*Task directions*. Repeat all the records exactly, omitting pictures.
··· Dataset records ···
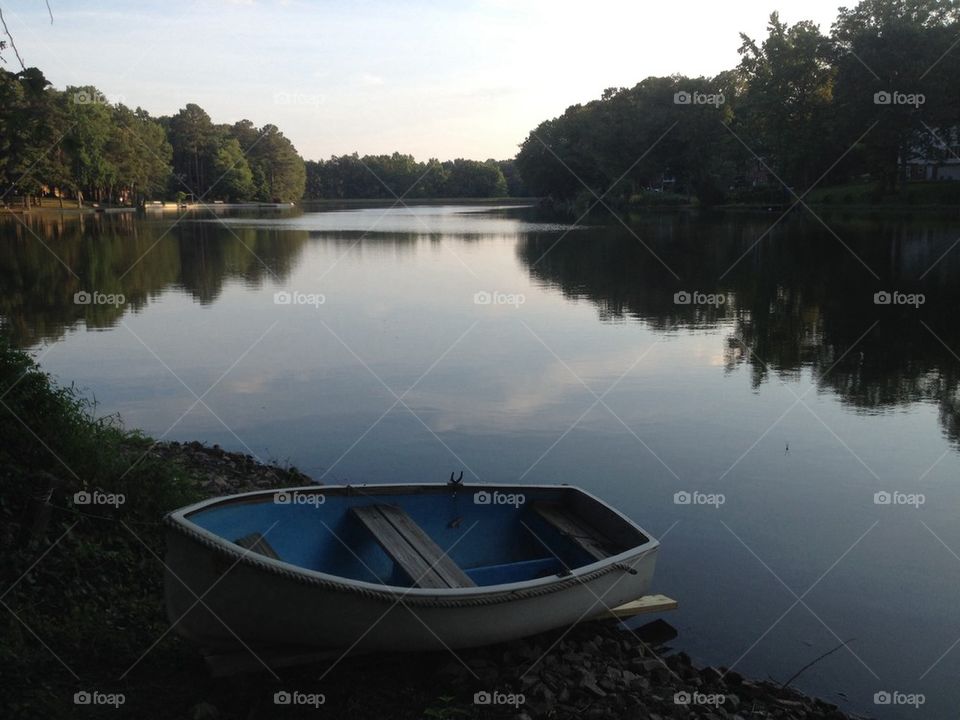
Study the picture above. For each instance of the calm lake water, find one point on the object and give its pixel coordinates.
(408, 343)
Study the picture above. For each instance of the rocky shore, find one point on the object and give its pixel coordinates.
(597, 670)
(225, 473)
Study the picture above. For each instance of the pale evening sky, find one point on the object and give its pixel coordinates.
(435, 79)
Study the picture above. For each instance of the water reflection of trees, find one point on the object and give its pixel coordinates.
···
*Task result*.
Study the picture above. For each instance of the calm lake water, find one point on the object and give its pixel coordinates.
(408, 343)
Study the picture above. For each instance of the rocky shore, find one point on the object and give its pixel coordinates.
(597, 670)
(225, 473)
Study the picture above. For each instance of the pale evening sky, find one point on the object and give its pixel coordinates.
(435, 79)
Study the picture above. For each instance of the water reflection of trees, find one point on the object and give its pixel coordinates.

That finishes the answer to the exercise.